◆ Exercise tasks:
A - In the passage on El Niño's effects on marine life, between which months do blue whales usually migrate into Southern California waters?
B - Using the passage on El Niño's effects on marine life, explain in one to three sentences why tuna often do well during El Niño years.
C - Write the next part of the passage on El Niño's effects on marine life, picking up from where it stops.
*** Opening Text for analysis ***
Seabirds and marine mammals may also alter the timing of their migrations if their major food sources diminish because of reduced upwelling. Blue whales, for instance, usually migrate into Southern California waters between May and September and presumably they might delay their arrival if reduced upwelling meant less krill were available.
Colleen Petrik (Assistant Professor of Biological Oceanography): Warmer waters in the eastern Pacific can allow for big open ocean fish like tuna to expand their range closer to the California coast. This range expansion also occurs vertically in the water column. Normally, deeper waters that are high in nutrients can be low in oxygen. But when upwelling is reduced by El Niño, oxygen levels in the middle depths can increase which allows species like tuna that need a lot of oxygen to move into those depths and find more food. Tuna often do quite well during El Niño years because they can expand their range horizontally into the eastern Pacific and vertically into these deeper waters that normally don’t have enough oxygen.
Ed Parnell (Associate Researcher in Integrative Oceanography Division): El Niño can be devastating for giant kelp forests in Southern California and Baja. Reduced coastal upwelling means fewer nutrients to fuel kelp growth and the altered storm track can mean more violent waves that rip out kelp.
Some recovery occurs during these colder water periods of La Nina conditions, but there hasn’t been a full recovery and now another El Niño is coming that will damage the system again. The whole system is being stressed more frequently and harder.
Kelp forests provide vital food and habitat for lots of marine species. Giant kelp grows fast but when it gets ripped out various understory algae species can move in that then make it even harder for the kelp forest to come back.
I’m very worried that with the ocean warming we are seeing and the increased likelihood of severe and frequent El Niños, that much of Southern California’s kelp canopy could disappear within my kids’ lifetime.
*** Closing Text for analysis ***
*** Opening Data excerpts ***
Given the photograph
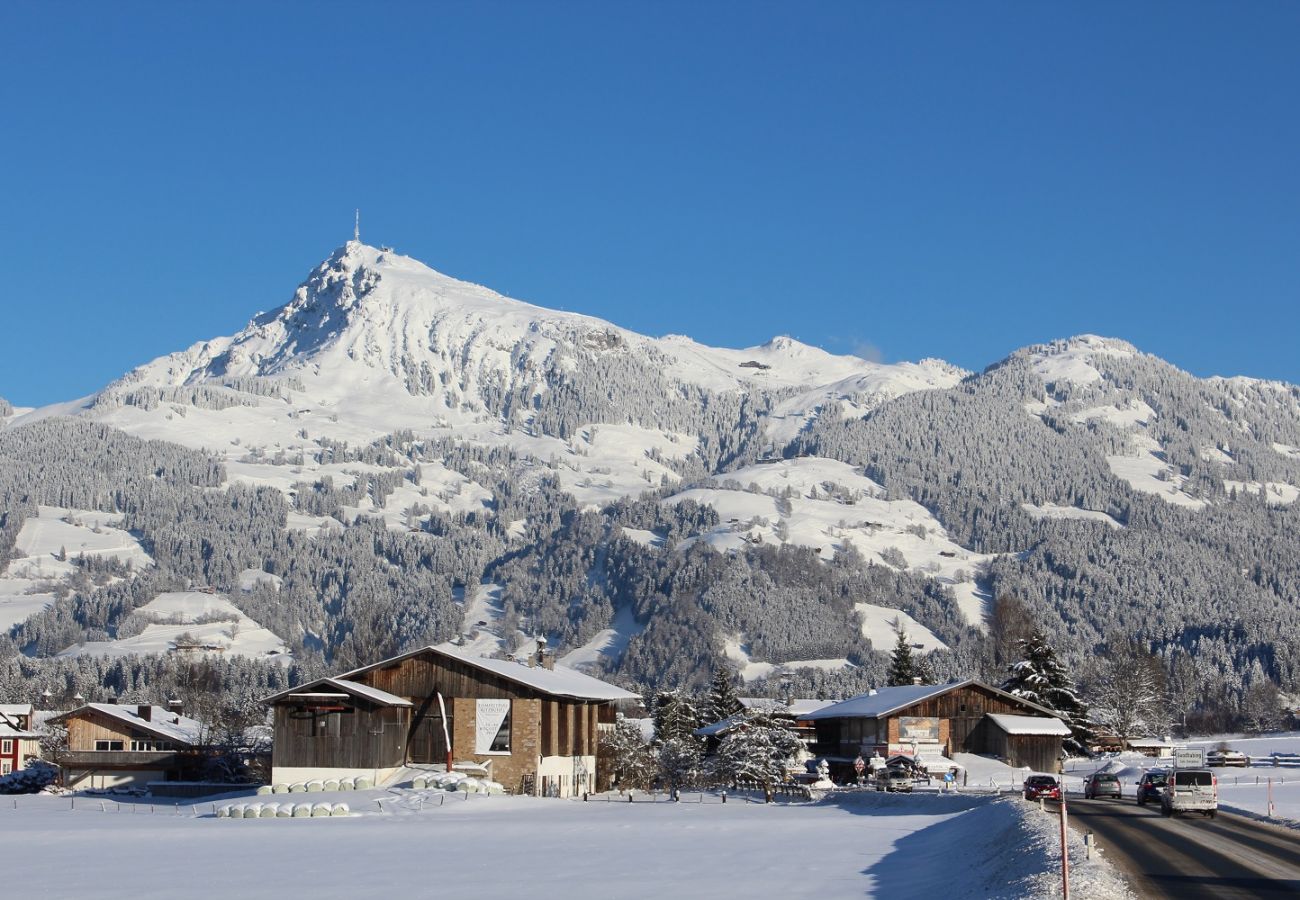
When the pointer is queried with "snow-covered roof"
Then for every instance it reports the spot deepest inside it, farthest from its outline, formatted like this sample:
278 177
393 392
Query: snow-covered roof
797 708
338 684
161 722
559 682
1030 725
883 701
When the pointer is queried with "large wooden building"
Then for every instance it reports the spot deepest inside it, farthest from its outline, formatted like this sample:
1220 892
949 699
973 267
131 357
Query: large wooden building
532 725
128 745
936 721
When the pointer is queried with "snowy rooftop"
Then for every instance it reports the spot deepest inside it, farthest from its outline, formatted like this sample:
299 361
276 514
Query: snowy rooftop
1030 725
352 688
161 722
882 701
559 682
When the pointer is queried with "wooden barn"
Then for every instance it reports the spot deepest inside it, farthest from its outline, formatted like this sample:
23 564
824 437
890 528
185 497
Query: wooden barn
935 721
128 745
532 725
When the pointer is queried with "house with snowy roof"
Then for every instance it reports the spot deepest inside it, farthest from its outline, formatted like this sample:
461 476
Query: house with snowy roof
118 745
531 723
18 741
930 722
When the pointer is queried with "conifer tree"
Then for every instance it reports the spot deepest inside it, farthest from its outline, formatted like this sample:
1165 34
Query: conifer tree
902 667
1040 678
722 701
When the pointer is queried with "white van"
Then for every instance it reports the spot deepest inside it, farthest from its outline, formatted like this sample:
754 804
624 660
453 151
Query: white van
1190 790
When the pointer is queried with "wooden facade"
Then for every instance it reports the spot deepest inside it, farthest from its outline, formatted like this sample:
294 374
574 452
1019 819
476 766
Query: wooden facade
541 741
958 717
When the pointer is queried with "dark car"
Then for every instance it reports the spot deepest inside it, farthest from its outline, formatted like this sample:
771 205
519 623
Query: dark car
1101 784
1151 786
1041 786
895 778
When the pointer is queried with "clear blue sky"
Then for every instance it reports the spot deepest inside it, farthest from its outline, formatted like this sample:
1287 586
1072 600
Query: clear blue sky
900 180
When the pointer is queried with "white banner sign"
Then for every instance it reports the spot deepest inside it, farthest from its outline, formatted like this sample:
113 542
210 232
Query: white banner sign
489 715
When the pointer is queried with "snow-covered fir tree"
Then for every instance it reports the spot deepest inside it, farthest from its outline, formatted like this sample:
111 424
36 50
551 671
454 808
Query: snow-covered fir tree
1040 678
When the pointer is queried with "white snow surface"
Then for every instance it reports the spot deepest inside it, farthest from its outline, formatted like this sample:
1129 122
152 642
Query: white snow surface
191 618
27 583
878 627
905 848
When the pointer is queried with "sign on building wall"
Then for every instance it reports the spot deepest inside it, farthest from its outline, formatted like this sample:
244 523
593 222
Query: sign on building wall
918 728
489 717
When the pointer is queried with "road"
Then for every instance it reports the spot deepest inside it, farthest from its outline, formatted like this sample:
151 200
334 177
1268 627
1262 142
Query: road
1191 856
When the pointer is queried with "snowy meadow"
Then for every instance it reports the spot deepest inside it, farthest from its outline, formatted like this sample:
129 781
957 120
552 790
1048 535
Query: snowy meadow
852 846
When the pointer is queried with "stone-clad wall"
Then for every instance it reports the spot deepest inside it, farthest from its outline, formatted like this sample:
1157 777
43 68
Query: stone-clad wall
525 741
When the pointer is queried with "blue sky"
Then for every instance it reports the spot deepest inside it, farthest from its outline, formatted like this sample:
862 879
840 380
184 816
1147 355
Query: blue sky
885 178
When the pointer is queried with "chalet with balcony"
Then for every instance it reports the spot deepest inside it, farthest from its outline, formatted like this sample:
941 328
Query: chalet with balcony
18 741
930 722
112 745
531 723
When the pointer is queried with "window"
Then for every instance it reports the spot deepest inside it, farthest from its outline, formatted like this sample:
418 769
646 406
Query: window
501 743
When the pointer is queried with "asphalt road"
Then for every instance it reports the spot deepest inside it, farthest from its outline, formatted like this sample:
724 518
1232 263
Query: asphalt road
1190 855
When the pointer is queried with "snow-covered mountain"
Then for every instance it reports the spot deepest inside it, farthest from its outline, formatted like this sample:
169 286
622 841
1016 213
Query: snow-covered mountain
493 454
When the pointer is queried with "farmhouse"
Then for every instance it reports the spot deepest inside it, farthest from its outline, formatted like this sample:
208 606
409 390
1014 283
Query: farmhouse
18 743
935 721
529 723
126 745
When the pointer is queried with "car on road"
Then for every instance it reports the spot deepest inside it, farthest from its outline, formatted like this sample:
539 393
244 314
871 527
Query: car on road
1151 786
895 778
1190 791
1101 784
1041 786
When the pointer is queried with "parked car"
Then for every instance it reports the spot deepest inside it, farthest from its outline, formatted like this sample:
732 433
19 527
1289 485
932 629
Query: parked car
1190 791
893 779
1151 786
1041 786
1101 784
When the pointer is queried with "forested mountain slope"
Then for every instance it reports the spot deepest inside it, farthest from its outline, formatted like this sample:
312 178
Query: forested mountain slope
406 458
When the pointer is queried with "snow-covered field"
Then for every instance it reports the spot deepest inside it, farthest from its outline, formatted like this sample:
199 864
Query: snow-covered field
48 544
849 846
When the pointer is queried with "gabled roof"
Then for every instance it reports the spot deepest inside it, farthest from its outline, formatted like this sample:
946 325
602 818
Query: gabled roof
161 722
1030 725
884 701
559 682
341 686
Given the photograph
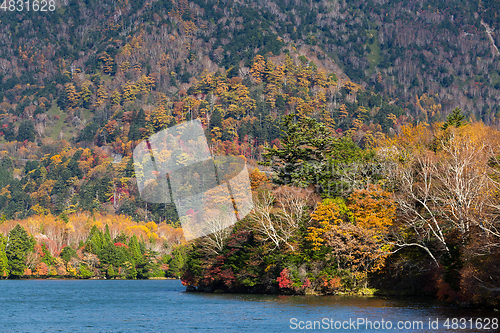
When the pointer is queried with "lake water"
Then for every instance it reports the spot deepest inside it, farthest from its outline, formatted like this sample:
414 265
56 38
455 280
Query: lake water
164 306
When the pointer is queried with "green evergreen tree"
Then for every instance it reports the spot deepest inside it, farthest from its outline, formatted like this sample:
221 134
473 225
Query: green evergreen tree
135 248
110 272
26 131
4 265
455 118
18 246
67 253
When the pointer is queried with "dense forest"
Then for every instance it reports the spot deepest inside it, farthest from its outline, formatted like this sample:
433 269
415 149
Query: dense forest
365 173
415 214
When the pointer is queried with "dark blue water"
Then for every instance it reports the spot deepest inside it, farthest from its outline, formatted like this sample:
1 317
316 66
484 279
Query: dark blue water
163 306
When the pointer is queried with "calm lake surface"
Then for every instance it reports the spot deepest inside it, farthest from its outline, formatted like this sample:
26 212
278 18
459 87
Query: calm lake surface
164 306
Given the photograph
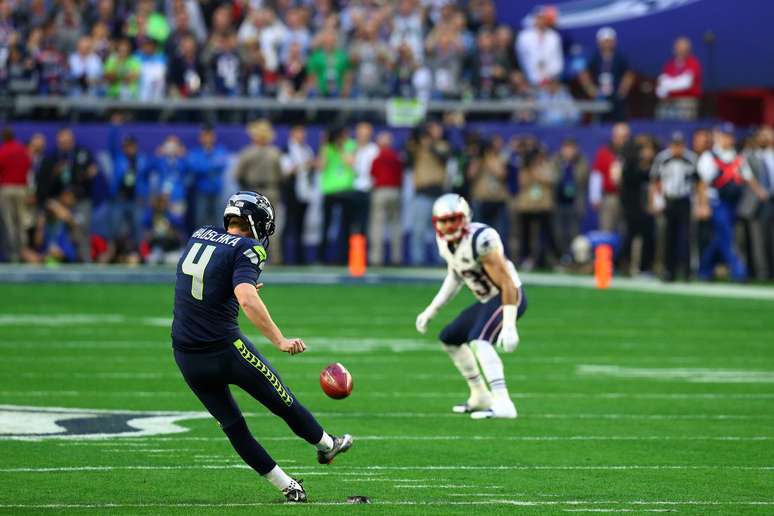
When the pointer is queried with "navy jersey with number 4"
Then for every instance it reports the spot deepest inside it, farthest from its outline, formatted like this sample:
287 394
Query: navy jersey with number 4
211 266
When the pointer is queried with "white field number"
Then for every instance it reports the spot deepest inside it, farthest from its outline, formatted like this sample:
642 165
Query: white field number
195 269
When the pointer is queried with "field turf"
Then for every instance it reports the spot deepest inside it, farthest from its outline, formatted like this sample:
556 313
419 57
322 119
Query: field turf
627 402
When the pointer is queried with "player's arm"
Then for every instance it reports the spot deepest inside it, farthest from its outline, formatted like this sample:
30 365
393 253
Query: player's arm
258 314
496 268
449 288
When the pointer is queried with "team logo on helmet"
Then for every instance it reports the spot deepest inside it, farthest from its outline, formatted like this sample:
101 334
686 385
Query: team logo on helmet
451 216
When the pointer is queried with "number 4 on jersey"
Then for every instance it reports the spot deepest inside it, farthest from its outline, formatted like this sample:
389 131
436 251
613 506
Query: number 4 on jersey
195 269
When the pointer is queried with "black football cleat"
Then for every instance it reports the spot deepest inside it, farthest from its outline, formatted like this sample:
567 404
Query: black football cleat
340 445
295 493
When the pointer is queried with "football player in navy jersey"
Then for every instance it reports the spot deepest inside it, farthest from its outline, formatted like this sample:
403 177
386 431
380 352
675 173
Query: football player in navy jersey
217 274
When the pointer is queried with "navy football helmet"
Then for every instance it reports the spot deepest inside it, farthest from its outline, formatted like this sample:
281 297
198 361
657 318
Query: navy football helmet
255 209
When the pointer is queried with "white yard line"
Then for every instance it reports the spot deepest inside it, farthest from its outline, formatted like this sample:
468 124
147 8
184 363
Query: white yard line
692 375
430 395
524 438
513 502
376 470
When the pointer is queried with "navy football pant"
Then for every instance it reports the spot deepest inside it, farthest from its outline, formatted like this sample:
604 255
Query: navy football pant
480 321
209 376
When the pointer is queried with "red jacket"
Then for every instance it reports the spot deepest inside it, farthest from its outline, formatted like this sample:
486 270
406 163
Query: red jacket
15 164
672 69
387 169
602 163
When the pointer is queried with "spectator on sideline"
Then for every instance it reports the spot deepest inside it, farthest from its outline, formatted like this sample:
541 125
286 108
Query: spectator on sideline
187 75
336 164
328 68
258 169
168 176
65 182
387 176
540 51
608 75
129 190
297 192
122 72
293 74
50 61
208 163
298 34
765 158
555 105
85 69
365 153
371 60
408 28
490 69
723 174
429 153
674 178
15 167
148 23
19 75
153 71
445 55
606 178
571 177
634 188
536 204
680 84
408 78
750 210
225 65
164 231
487 175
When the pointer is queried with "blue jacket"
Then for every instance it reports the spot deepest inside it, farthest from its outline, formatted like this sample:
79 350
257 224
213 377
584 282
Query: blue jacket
208 168
121 165
168 177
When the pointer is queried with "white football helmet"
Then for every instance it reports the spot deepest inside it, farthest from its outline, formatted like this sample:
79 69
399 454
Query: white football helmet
451 216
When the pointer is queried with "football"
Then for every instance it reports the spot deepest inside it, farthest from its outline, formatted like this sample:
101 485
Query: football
336 381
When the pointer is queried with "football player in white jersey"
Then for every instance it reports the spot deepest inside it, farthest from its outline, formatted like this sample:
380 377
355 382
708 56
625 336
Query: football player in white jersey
474 256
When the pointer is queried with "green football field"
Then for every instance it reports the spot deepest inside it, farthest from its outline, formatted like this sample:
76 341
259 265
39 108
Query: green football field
628 402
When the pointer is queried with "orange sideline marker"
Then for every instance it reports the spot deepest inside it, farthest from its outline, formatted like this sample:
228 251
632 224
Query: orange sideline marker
603 265
357 255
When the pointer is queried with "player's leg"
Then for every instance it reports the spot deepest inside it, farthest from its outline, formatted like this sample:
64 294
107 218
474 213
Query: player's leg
454 339
483 334
252 372
205 374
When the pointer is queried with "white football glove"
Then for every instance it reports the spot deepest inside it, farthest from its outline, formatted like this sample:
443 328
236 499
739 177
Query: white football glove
424 318
508 339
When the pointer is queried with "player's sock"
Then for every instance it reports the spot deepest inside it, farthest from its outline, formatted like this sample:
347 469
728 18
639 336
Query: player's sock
466 364
326 443
492 367
248 448
278 478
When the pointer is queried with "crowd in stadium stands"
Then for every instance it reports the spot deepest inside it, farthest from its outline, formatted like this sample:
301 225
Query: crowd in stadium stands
151 50
668 201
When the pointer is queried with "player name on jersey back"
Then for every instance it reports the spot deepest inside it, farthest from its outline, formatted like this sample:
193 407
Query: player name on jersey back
215 236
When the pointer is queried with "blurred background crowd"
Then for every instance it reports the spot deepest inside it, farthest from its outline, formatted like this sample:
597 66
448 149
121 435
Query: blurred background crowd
674 207
427 49
674 203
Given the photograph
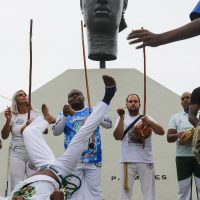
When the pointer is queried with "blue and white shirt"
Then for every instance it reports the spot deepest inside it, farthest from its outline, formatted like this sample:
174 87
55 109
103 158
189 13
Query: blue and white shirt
71 125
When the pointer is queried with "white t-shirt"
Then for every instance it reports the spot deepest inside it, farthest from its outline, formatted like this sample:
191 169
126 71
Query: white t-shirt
132 150
17 122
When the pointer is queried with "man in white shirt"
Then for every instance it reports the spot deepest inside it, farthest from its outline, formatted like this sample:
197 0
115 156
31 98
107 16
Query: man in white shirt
136 155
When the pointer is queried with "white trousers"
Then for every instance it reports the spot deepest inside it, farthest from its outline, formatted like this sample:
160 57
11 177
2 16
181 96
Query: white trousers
18 166
90 176
184 192
41 154
146 174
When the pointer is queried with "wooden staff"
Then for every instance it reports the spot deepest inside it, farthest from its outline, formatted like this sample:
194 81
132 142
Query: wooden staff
30 70
145 80
145 89
86 79
126 177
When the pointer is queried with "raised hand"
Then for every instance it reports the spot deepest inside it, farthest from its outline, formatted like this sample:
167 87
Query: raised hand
146 37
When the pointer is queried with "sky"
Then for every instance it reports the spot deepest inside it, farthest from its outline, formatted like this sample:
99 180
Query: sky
57 44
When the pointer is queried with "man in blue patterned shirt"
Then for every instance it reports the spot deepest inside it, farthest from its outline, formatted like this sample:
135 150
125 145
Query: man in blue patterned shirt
89 168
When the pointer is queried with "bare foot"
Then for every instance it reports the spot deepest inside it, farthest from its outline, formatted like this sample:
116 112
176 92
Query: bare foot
47 115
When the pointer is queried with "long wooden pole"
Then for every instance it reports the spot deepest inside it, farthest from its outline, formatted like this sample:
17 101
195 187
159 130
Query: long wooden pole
145 81
85 67
91 145
30 69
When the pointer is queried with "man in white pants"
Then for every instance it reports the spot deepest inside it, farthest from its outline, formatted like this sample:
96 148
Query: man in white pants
43 184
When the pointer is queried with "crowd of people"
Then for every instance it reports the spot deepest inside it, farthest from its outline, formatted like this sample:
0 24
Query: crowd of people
37 174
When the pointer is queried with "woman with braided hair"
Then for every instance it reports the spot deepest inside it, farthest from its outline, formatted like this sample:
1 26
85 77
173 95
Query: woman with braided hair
43 185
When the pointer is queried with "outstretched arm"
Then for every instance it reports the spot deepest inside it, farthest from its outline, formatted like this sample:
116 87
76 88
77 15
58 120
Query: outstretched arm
148 38
193 110
119 130
155 126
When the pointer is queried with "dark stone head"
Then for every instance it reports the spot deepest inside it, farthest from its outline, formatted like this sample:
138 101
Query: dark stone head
103 20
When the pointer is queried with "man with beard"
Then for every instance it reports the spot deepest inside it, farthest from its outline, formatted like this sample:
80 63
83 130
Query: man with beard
55 173
136 158
186 164
89 168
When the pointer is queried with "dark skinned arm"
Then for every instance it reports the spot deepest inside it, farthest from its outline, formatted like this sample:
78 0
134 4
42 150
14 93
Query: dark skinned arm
193 110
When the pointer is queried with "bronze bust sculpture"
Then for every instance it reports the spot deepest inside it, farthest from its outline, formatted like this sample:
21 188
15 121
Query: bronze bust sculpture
103 20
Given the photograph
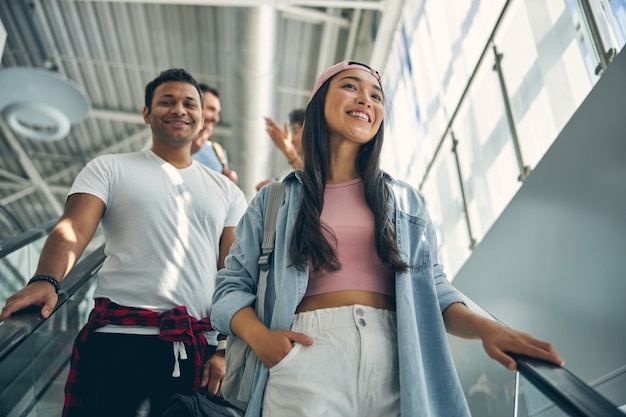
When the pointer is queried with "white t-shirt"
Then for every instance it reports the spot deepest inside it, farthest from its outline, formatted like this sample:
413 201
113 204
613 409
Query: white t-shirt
162 228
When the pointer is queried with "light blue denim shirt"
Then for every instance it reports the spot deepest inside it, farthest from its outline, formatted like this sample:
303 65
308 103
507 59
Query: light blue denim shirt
428 381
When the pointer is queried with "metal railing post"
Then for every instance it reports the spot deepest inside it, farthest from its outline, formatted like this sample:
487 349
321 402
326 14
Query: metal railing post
455 142
524 169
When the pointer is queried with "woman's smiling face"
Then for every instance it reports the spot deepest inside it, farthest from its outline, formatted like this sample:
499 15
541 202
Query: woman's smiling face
353 106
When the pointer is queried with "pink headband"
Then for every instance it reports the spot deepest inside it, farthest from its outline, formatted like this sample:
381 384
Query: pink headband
342 66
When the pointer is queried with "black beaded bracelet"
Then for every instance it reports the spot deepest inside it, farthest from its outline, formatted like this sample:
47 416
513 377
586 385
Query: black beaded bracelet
52 280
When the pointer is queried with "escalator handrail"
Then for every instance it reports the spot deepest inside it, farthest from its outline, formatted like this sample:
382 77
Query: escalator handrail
16 329
562 387
18 242
565 389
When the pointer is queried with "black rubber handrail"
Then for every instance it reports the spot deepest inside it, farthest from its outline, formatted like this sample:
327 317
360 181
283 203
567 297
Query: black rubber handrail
19 327
18 242
565 389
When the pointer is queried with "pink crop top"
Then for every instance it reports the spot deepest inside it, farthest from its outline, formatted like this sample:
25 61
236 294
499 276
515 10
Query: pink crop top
347 214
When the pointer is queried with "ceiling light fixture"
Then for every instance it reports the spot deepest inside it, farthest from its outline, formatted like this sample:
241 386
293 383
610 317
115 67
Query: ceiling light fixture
41 104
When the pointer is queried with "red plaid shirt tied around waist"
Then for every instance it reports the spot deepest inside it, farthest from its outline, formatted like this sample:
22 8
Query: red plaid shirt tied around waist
175 325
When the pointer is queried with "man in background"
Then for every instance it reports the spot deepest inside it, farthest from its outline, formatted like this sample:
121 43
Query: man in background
205 151
288 140
169 223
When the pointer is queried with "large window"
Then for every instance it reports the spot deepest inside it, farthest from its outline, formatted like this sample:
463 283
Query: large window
477 93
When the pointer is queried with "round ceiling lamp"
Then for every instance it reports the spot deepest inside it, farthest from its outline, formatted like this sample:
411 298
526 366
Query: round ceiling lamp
41 104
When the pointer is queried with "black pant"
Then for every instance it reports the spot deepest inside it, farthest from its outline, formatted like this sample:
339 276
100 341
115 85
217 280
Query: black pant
131 375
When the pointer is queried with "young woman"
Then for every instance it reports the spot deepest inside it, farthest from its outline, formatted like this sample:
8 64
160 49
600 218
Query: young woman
357 305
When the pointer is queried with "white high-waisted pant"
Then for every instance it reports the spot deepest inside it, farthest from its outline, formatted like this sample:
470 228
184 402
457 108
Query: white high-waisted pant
350 370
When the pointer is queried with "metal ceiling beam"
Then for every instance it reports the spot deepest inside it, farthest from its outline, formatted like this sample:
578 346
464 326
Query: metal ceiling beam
255 76
345 4
386 31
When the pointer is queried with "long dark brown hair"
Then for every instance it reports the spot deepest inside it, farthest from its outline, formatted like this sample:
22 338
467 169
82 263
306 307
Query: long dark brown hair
308 242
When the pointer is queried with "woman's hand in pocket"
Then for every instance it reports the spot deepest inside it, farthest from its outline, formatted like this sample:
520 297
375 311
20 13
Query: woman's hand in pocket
274 345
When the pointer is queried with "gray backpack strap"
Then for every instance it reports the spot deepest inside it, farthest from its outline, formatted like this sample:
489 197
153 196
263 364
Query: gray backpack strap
275 198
*** Closing Data excerpts ***
◆ Answers to the tasks:
A - Between May and September.

B - Reduced upwelling during El Niño can raise oxygen levels in the middle depths, and warmer eastern Pacific waters let tuna move closer to the California coast. Tuna can therefore expand their range horizontally into the eastern Pacific and vertically into deeper waters that normally lack enough oxygen, where they find more food.

C -
Jennifer Smith (Professor of Marine Biology): The impacts of El Niño depend on the specific event – its severity and duration – but an increase in ocean temperatures is ubiquitous, and that can make coral bleaching more likely. Corals are susceptible to changes in temperature and they will bleach if temperatures go above a certain threshold for too long.
The 2015-2016 El Niño is a clear example of how severe and how widespread the impact on coral reefs can be. During that event we saw massive bleaching in Hawaii, Australia’s Great Barrier Reef, the Caribbean, and places like Fiji in the South Pacific.
I was in the Hawaiian Islands in early August and there was no sign of bleaching, but the predictions suggest warming will continue or accelerate into winter. My lab is keeping a close eye on it and we are definitely worried about potential impacts.
We are hoping these ecosystems are adapting over time and can maybe show more resilience in the future because these heat waves are such a strong selective pressure for heat tolerant individuals. But we don’t know. My lab is actively researching this – looking for corals with more thermal tolerance and hopefully one day using that information to help reefs survive.
Is climate change altering the frequency or intensity of El Niño events?
Shang-Ping Xie: The short answer is we don’t know. It’s the subject of an ongoing and intense debate. Right now the models are telling us different things. This means our physical understanding isn’t yet precise enough to pin down how El Niño changes in a warmer climate. Really, it tells us we need more research into El Niño.